Your reply should consist solely of the lines from the one containing "of the boxwood" through the end of the data, restated word for word.

[Point localization data]
* * *

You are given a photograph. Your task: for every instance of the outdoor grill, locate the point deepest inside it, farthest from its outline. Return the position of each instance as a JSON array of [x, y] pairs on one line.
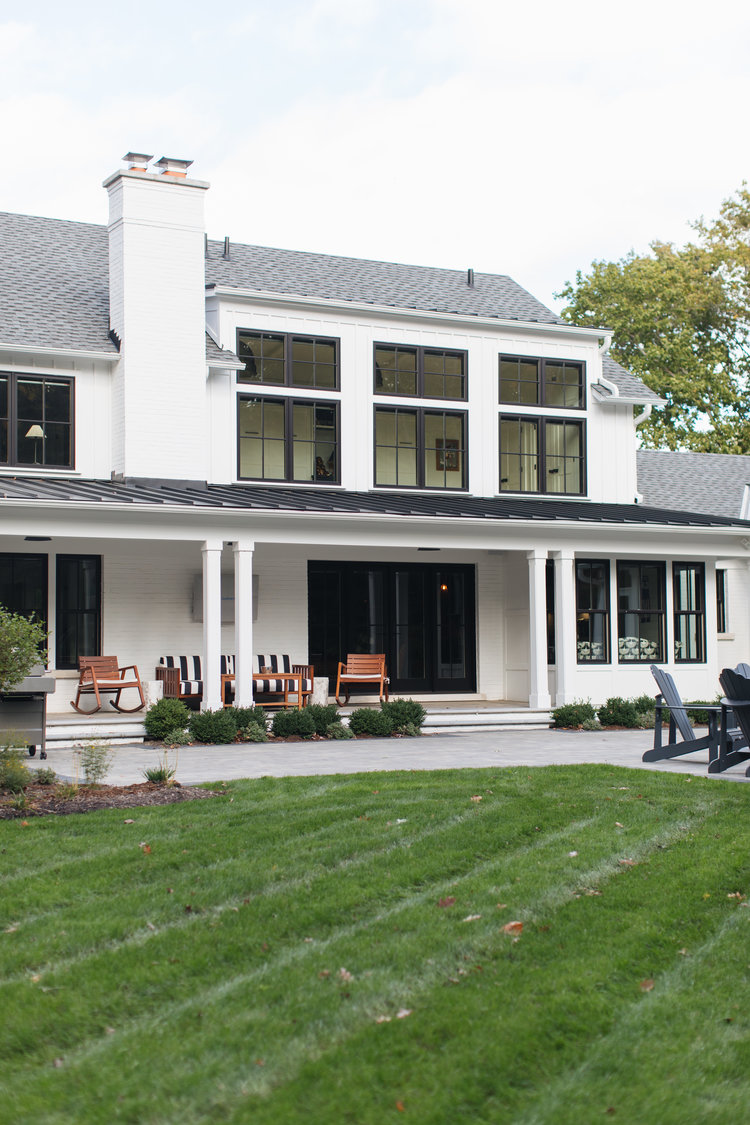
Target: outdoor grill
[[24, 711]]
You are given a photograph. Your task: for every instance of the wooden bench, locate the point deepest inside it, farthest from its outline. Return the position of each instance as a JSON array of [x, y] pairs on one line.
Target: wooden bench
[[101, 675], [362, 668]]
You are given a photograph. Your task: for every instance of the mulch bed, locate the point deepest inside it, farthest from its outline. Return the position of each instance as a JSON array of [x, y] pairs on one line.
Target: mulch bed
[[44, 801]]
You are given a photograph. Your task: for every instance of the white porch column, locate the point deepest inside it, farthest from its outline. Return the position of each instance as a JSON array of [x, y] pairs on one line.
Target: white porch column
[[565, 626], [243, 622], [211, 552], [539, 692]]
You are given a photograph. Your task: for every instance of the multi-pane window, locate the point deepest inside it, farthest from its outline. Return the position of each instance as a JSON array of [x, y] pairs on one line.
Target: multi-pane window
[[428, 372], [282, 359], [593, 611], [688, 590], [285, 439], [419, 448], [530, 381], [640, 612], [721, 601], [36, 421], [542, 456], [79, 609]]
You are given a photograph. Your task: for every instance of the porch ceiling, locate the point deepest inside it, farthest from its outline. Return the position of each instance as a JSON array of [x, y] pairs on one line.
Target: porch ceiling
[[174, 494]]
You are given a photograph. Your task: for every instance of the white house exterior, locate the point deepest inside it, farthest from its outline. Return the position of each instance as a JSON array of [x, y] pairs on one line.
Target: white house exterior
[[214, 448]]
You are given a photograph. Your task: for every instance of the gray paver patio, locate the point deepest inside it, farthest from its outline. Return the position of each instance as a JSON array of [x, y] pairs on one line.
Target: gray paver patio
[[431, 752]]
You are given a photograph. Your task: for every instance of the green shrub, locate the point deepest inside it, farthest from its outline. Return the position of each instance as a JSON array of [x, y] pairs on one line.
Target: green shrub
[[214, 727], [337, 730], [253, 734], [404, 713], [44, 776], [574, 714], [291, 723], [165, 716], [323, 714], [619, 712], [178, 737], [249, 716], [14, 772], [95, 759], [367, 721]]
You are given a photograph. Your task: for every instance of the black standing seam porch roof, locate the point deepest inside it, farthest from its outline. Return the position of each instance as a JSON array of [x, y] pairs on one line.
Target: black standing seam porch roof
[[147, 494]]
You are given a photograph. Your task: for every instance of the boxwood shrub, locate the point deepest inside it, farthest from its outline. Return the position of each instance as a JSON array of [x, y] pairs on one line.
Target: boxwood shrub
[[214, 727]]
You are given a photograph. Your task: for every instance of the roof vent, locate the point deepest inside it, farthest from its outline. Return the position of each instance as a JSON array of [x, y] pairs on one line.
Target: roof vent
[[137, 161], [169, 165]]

* * *

**Solution for this exercise:**
You are given a photograph. Your task: for every instance of the boxwood shrub, locate the point deepest inside it, farthest from its outline. Return the position of each instance as a JSON array of [x, y] pairs on one line.
Target: boxwood shrub
[[214, 727]]
You are given a photograph. Your task: for every instance of the roof vent, locate the point deepest inside it, farthest from its outline. Return the position of each instance as a JSON array of [x, y] pairs on one line.
Target: roof vent
[[137, 161], [169, 165]]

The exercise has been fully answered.